_Work order_: Scan the records below for the word "every". Copy each line where it appears.

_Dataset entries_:
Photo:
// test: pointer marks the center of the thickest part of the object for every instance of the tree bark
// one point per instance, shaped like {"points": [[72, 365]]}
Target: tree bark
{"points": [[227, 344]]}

...

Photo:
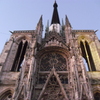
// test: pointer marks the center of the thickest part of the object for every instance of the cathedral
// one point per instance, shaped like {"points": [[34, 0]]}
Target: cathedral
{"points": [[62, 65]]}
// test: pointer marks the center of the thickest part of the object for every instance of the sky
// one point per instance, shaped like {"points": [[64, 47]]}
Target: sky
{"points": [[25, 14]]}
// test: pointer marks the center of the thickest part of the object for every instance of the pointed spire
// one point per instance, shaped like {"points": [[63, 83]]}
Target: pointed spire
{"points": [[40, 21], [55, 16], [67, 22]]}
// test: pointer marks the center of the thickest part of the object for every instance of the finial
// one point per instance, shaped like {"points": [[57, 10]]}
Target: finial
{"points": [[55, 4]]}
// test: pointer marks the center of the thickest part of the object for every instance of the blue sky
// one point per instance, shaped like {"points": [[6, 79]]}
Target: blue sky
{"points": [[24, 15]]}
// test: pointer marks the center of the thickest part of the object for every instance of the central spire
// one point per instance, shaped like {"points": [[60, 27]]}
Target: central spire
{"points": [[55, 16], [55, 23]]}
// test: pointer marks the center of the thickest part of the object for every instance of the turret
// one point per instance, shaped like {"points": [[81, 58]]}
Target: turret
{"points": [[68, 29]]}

---

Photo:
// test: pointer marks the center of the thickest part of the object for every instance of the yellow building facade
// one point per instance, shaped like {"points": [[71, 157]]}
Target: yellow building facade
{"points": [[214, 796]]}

_Final answer_:
// test: pointer marks the center of the thickest part of the object for every instance of the tree bark
// test: pointer marks the center of the thickest part of the object for every instance of the cathedral
// test: pointer marks the center of the thickest part of the object for every instance of the sky
// test: pointer marks the center of the thickest part of the object for every instance of the pointed spire
// test: pointer marks the center of the thickest part of the object for every instance of the finial
// test: pointer marks the center of the thickest part of the object for every instance of the blue sky
// test: pointer marks the center of the thickest part of the object for every instance of the central spire
// test: pointer marks the center of the thickest part of the object for every instance of the turret
// test: pointer marks the center of the thickest part of the object for every instance of the yellow building facade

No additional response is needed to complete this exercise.